Connect to Hive with Kerberos - Data360_Analyze - Latest

Data360 Analyze Server Help

Product type
Software
Portfolio
Verify
Product family
Data360
Product
Data360 Analyze
Version
Latest
Language
English
Product name
Data360 Analyze
Title
Data360 Analyze Server Help
Copyright
2024
First publish date
2016
Last updated
2024-11-28
Published on
2024-11-28T15:26:57.181000

This example illustrates how to connect to an external database that uses drivers which are not shipped with Data360 Analyze.

See also Acquiring data from MS Access for a simple example of how to connect to a database that uses a driver which is shipped with the application.

Note: The steps in this topic have been tested with the Database Metadata node and the JDBC Query node.
  1. Downloaded all required JDBC drivers for your Hadoop installation from the database vendor.
  2. Install the third party drivers that you downloaded in step 1. We recommend that you install the driver files in the following location, ensuring that drivers for different databases are stored in separate sub-directories:

    <Data360Analyze site configuration directory>/site-<port>/lib/java/db/<driverName>

    For example: <Data360Analyze site configuration directory>/site-<port>/lib/java/Cloudera/Cloudera_HiveJDBC42

  3. Obtain the keytab file and the krb5.conf file for your setup from your Kerberos administrator. Place these files on the Data360 Analyze server and note the location for the next step.
  4. Create a file named gss-jaas.conf

    In this file, include the following information, replacing the principal and keyTab settings with actual values:

    Hortonworks example

    com.sun.security.jgss.initiate {
     com.sun.security.auth.module.Krb5LoginModule required
     useKeyTab=true
     useTicketCache=true
     principal="yourprincipaluser@yourcompany.com"
     keyTab="/location/to/your.keytab"
     debug=false;
    };

    Cloudera example

    Client {
     com.sun.security.auth.module.Krb5LoginModule required
     useKeyTab=true
     useTicketCache=true
     principal="yourprincipaluser@yourcompany.com"
     keyTab="/location/to/your.keytab"

PARTS OF THE EXERCISE »
**a)** In the Hive with Kerberos help page above, list every setting given a value with an equals sign in the Hortonworks example, with each one's value.
**b)** Copy word for word the part of the Hive with Kerberos help page starting at "This example illustrates" and ending at "the database vendor.".

SOURCE MATERIAL »
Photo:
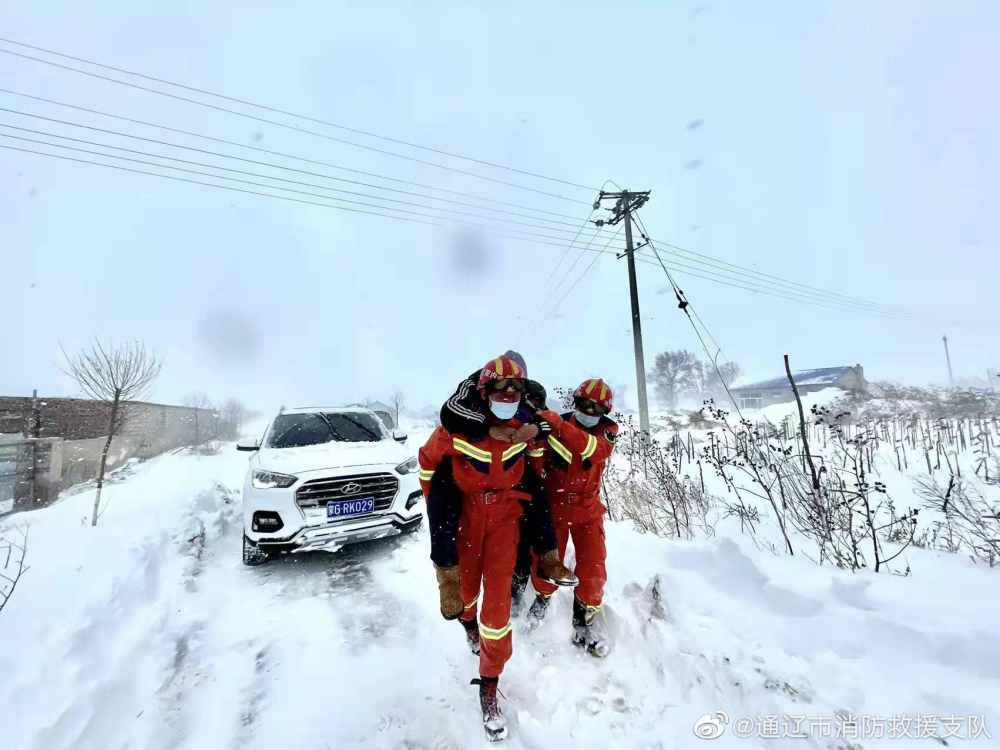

TASK RESULTS »
**a)**
useKeyTab=true
useTicketCache=true
principal="yourprincipaluser@yourcompany.com"
keyTab="/location/to/your.keytab"
debug=false

**b)**
This example illustrates how to connect to an external database that uses drivers which are not shipped with Data360 Analyze.

See also Acquiring data from MS Access for a simple example of how to connect to a database that uses a driver which is shipped with the application.

Note: The steps in this topic have been tested with the Database Metadata node and the JDBC Query node.
  1. Downloaded all required JDBC drivers for your Hadoop installation from the database vendor.